→ **Brief**
Set down verbatim the data below, starting at the line that contains "One point marks each instance of the aluminum" and ending at the line that contains "(1276, 362)", with both of those lines included.

→ **Task inputs**
--------------------------------
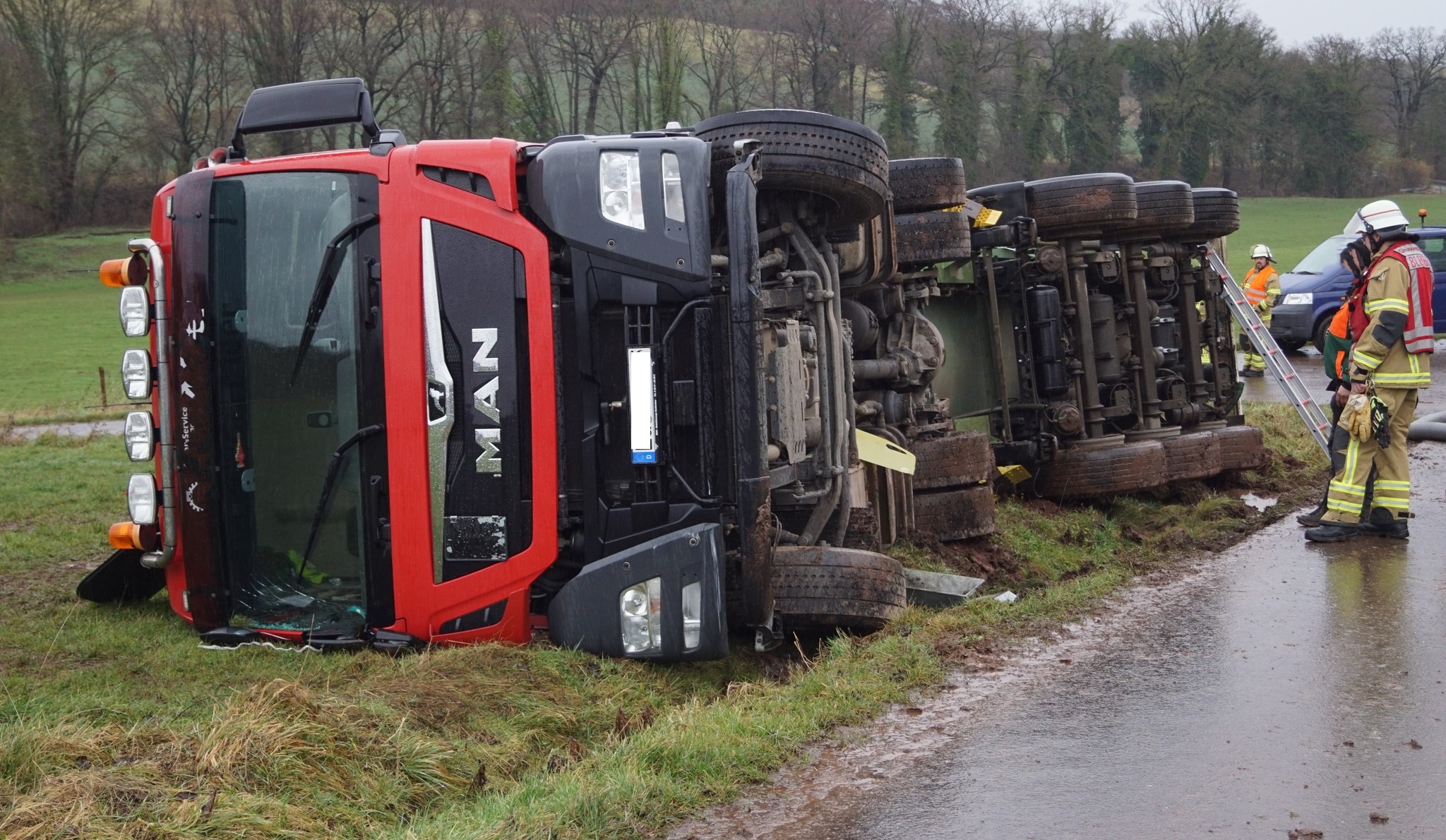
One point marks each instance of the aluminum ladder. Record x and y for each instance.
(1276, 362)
--------------------------------
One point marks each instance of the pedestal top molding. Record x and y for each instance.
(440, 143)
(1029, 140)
--------------------------------
→ **Solution to the exercise**
One point marks each instance of the aluminum ladder. Record x and y for each instance.
(1276, 362)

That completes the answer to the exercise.